[Instruction]
Write out every line of the material below as a JSON list of strings, one string per line, skipping blank lines. Leave the pictures out.

Excerpts of pointing data

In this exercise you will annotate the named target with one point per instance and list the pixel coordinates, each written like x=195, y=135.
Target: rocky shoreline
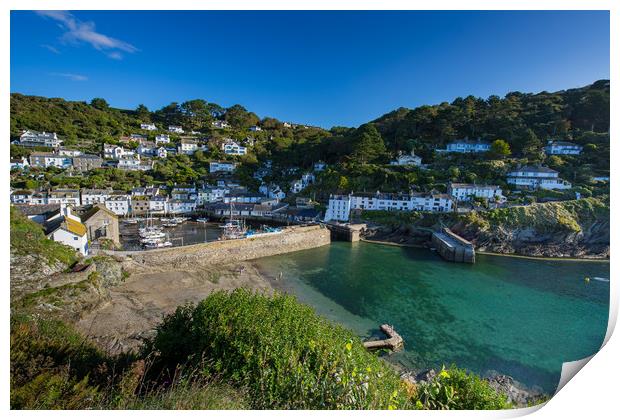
x=508, y=245
x=517, y=393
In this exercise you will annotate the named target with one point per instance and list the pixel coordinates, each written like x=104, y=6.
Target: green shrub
x=27, y=238
x=455, y=389
x=281, y=351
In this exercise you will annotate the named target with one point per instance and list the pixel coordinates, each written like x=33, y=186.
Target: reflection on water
x=520, y=317
x=186, y=233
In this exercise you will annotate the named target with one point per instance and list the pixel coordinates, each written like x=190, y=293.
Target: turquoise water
x=513, y=316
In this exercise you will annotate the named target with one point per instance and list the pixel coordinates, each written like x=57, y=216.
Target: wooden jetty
x=394, y=341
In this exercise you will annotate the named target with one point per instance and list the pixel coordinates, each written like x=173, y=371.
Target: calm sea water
x=514, y=316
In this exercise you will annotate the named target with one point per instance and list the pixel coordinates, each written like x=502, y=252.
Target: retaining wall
x=292, y=239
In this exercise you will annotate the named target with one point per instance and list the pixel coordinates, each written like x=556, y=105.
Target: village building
x=272, y=191
x=231, y=147
x=243, y=197
x=119, y=204
x=140, y=205
x=92, y=196
x=158, y=204
x=68, y=152
x=49, y=159
x=562, y=148
x=534, y=177
x=467, y=146
x=181, y=206
x=147, y=148
x=31, y=138
x=162, y=139
x=100, y=223
x=220, y=124
x=319, y=166
x=21, y=163
x=466, y=192
x=220, y=166
x=38, y=213
x=64, y=197
x=21, y=197
x=67, y=229
x=85, y=163
x=407, y=159
x=113, y=151
x=188, y=146
x=340, y=206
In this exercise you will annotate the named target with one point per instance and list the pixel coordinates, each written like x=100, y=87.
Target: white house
x=162, y=153
x=297, y=186
x=113, y=151
x=68, y=152
x=49, y=159
x=181, y=206
x=467, y=146
x=537, y=177
x=562, y=148
x=68, y=229
x=243, y=197
x=64, y=196
x=158, y=204
x=340, y=206
x=19, y=163
x=147, y=149
x=162, y=139
x=219, y=166
x=129, y=162
x=210, y=194
x=220, y=124
x=95, y=196
x=407, y=159
x=119, y=204
x=272, y=191
x=319, y=166
x=31, y=138
x=21, y=197
x=465, y=192
x=231, y=147
x=176, y=129
x=188, y=146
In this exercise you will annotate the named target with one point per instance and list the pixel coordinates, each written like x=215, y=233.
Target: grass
x=27, y=238
x=234, y=350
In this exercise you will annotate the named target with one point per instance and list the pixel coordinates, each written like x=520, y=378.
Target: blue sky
x=323, y=68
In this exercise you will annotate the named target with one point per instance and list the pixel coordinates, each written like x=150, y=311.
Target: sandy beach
x=136, y=306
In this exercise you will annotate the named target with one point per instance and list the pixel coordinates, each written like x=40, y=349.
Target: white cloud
x=77, y=32
x=71, y=76
x=50, y=48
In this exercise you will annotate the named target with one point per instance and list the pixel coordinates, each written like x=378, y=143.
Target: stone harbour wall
x=292, y=239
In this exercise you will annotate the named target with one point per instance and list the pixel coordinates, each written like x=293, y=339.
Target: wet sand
x=139, y=304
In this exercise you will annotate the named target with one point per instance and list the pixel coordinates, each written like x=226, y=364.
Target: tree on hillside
x=367, y=144
x=239, y=117
x=196, y=114
x=500, y=148
x=143, y=113
x=530, y=143
x=99, y=103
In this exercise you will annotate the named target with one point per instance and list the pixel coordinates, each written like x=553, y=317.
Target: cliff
x=574, y=228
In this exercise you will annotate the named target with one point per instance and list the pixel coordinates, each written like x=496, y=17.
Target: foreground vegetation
x=27, y=238
x=233, y=350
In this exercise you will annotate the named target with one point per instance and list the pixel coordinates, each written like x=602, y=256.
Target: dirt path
x=138, y=305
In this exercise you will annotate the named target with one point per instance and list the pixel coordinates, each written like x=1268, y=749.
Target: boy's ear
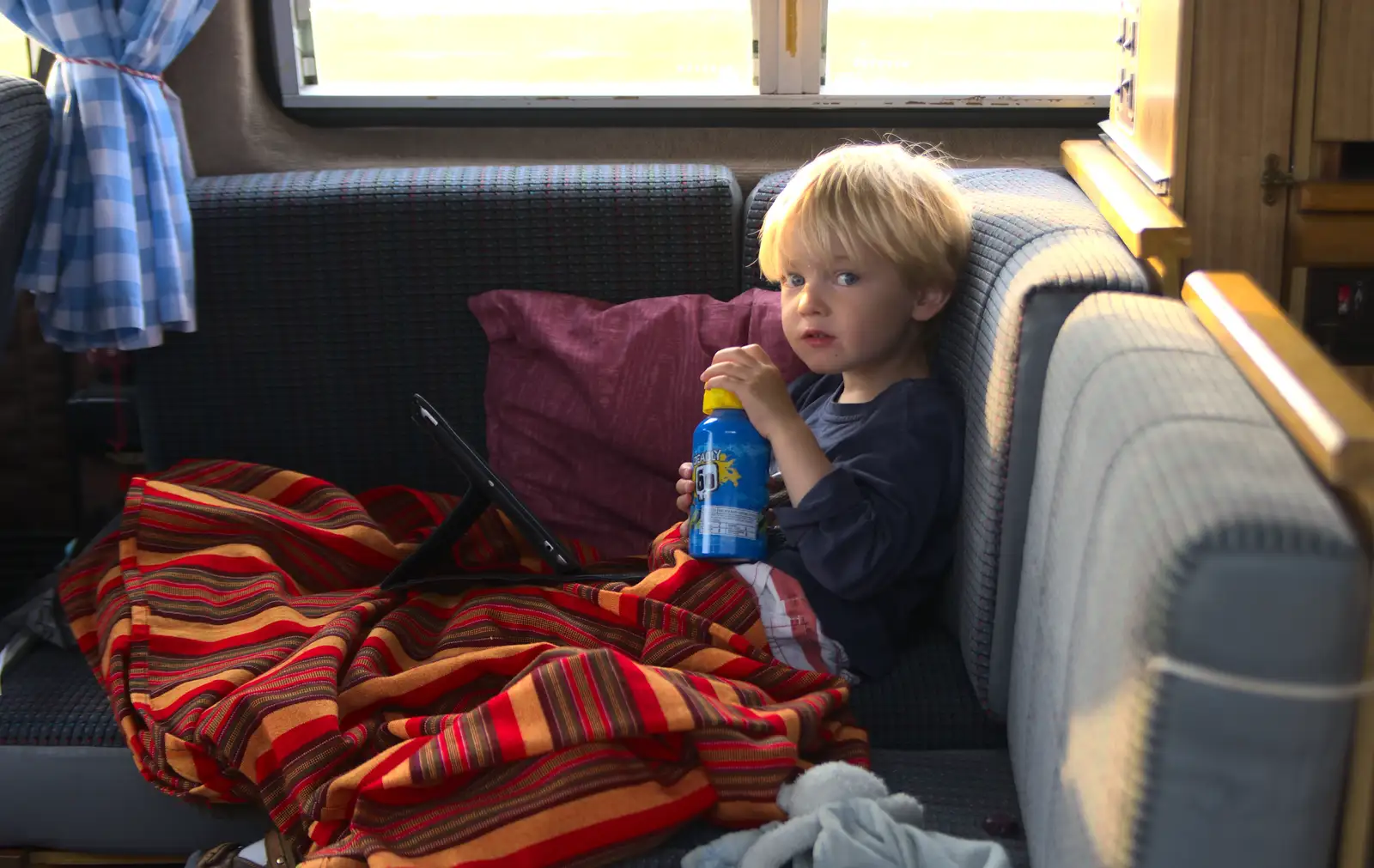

[Output below]
[
  "In this exercise you will annotate the named target with one point per instance and list the pixel coordinates, each written like x=195, y=135.",
  "Target: rocky shoreline",
  "x=508, y=245",
  "x=517, y=393",
  "In this exercise you will annotate the named target with one point per instance and list the pixel coordinates, each written like x=104, y=6.",
  "Target: green shrub",
  "x=27, y=238",
  "x=455, y=389",
  "x=281, y=351",
  "In this exercise you will annotate the named target with one point per instance and list the pixel coordinates, each written like x=33, y=186.",
  "Target: reflection on water",
  "x=520, y=317",
  "x=186, y=233",
  "In this exercise you will annotate the named target with one point per instance and list the pixel coordinates, each written like x=190, y=293.",
  "Target: turquoise water",
  "x=513, y=316",
  "In this exercise you will annotate the named target with one point per instance and list the pixel coordinates, each written like x=57, y=216.",
  "Target: wooden jetty",
  "x=394, y=341",
  "In this exercise you will annotate the named target with one point per instance and list the pixel coordinates, each written like x=173, y=371.",
  "Target: calm sea water",
  "x=514, y=316",
  "In this exercise you will annotate the named target with one point per instance and list the pixel coordinates, each written like x=502, y=252.",
  "Target: retaining wall",
  "x=292, y=239",
  "In this exercise you will annotate the named target with one point per instance and list the pixel coordinates, each written like x=556, y=105.",
  "Target: village building",
  "x=272, y=191",
  "x=231, y=147",
  "x=243, y=197",
  "x=119, y=204",
  "x=140, y=205",
  "x=92, y=196",
  "x=158, y=204",
  "x=68, y=152",
  "x=49, y=159",
  "x=562, y=148",
  "x=534, y=177",
  "x=467, y=146",
  "x=181, y=206",
  "x=147, y=148",
  "x=31, y=138",
  "x=162, y=139",
  "x=100, y=223",
  "x=220, y=124",
  "x=319, y=166",
  "x=21, y=163",
  "x=466, y=192",
  "x=220, y=166",
  "x=38, y=213",
  "x=64, y=197",
  "x=21, y=197",
  "x=67, y=229",
  "x=85, y=163",
  "x=407, y=159",
  "x=113, y=151",
  "x=188, y=146",
  "x=340, y=206",
  "In this exercise you will annotate the named target with one point per instance and list the pixel coordinates, each written like x=100, y=87.",
  "Target: white house",
  "x=162, y=153",
  "x=297, y=186",
  "x=113, y=151",
  "x=68, y=152",
  "x=49, y=159",
  "x=181, y=206",
  "x=467, y=146",
  "x=537, y=177",
  "x=562, y=148",
  "x=68, y=229",
  "x=243, y=197",
  "x=64, y=196",
  "x=158, y=204",
  "x=340, y=206",
  "x=19, y=163",
  "x=147, y=149",
  "x=162, y=139",
  "x=219, y=166",
  "x=129, y=162",
  "x=210, y=194",
  "x=220, y=124",
  "x=95, y=196",
  "x=407, y=159",
  "x=119, y=204",
  "x=272, y=191",
  "x=319, y=166",
  "x=31, y=138",
  "x=21, y=197",
  "x=465, y=192",
  "x=231, y=147",
  "x=176, y=129",
  "x=188, y=146",
  "In this exercise you will annotate the named target with one point per instance and list the pixel coordinates, each written like x=215, y=233.",
  "Target: grass",
  "x=27, y=238",
  "x=234, y=350",
  "In this exercise you will annotate the named target with one point per instance and list the pixel coordinates, each written like x=520, y=378.",
  "Target: blue sky",
  "x=323, y=68",
  "In this exercise you will annotate the named target with one point per instance and list the pixel coordinates, each written like x=150, y=311.",
  "Target: sandy beach",
  "x=136, y=306",
  "In this exercise you will annotate the named target with one point per instance and list the pixel coordinates, each written like x=40, y=349.",
  "Target: white cloud",
  "x=77, y=32",
  "x=71, y=76",
  "x=50, y=48",
  "In this exercise you will annotate the named target with one point per instance and list the pixel coordinates, each written like x=378, y=143.",
  "Target: stone harbour wall",
  "x=292, y=239",
  "In this exercise you will annotate the named target with one point per instance and list the pixel coordinates, each written like x=293, y=339.",
  "Target: wet sand",
  "x=139, y=304",
  "In this exercise you will annotate the named target with one point per instance and list the pixel coordinates, each written like x=226, y=364.",
  "Target: tree on hillside",
  "x=367, y=144",
  "x=239, y=117",
  "x=196, y=114",
  "x=500, y=148",
  "x=143, y=113",
  "x=530, y=143",
  "x=99, y=103",
  "In this exercise you will annotate the named target with one point per instance and list the pixel coordinates, each written like x=553, y=317.",
  "Target: cliff",
  "x=574, y=228",
  "In this exercise you will annotate the named target with one point per instance and list the pixel coordinates, each written like x=496, y=17.",
  "Target: foreground vegetation",
  "x=27, y=238",
  "x=233, y=350",
  "In this exercise you will annotate the named target with one point per instance and list the pixel coordinates, each written like x=602, y=256.",
  "Target: dirt path",
  "x=138, y=305",
  "In this exercise you will annotate the named target with one point per instance and list the pixel coordinates, each written like x=1268, y=749.",
  "Target: boy's ear"
]